> _Data shown_

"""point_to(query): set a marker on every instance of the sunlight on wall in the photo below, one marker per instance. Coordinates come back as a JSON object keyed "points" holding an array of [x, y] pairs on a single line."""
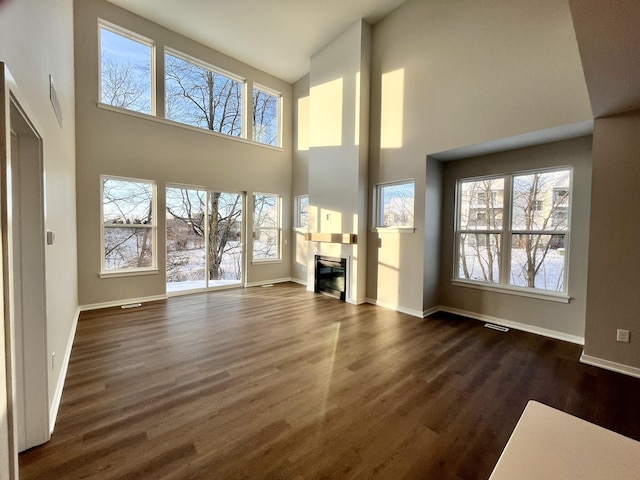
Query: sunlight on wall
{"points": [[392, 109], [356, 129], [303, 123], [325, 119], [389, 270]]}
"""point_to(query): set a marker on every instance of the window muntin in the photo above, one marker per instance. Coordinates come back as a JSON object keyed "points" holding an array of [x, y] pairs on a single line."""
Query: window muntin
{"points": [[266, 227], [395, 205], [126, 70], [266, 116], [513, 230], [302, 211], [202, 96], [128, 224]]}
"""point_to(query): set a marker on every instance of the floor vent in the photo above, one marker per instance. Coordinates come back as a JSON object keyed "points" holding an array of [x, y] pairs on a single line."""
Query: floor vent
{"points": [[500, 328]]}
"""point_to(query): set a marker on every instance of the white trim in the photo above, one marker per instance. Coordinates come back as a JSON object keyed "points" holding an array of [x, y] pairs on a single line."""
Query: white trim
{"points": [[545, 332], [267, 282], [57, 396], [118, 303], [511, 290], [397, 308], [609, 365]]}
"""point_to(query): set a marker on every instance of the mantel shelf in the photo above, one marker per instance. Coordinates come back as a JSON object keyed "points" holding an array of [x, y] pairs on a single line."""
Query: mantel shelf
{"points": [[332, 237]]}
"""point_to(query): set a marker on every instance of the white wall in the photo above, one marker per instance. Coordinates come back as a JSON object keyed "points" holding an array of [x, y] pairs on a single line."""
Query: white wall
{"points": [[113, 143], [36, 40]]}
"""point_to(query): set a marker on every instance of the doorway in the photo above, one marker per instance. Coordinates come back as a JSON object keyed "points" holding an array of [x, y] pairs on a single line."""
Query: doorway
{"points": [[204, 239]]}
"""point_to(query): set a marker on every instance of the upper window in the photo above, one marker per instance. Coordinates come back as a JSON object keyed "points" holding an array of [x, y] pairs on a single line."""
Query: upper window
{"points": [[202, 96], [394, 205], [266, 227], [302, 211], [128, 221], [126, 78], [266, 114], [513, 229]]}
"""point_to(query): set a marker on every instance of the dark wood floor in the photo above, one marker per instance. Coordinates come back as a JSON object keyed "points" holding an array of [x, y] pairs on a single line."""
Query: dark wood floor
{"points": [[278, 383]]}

> _Stated task_
Copy the stretch of the data from the line containing "the white trim" through the line containing "Query: white trim" verbatim, including both of those lines and nothing else.

> _Task answer_
"""point_to(query): set a marker on every instance of the white trim in the photo above, one marker per instance. Coordinates come back as a JSON object keyed "points" holding an array of [x, y] pairs on a single line."""
Query: white trim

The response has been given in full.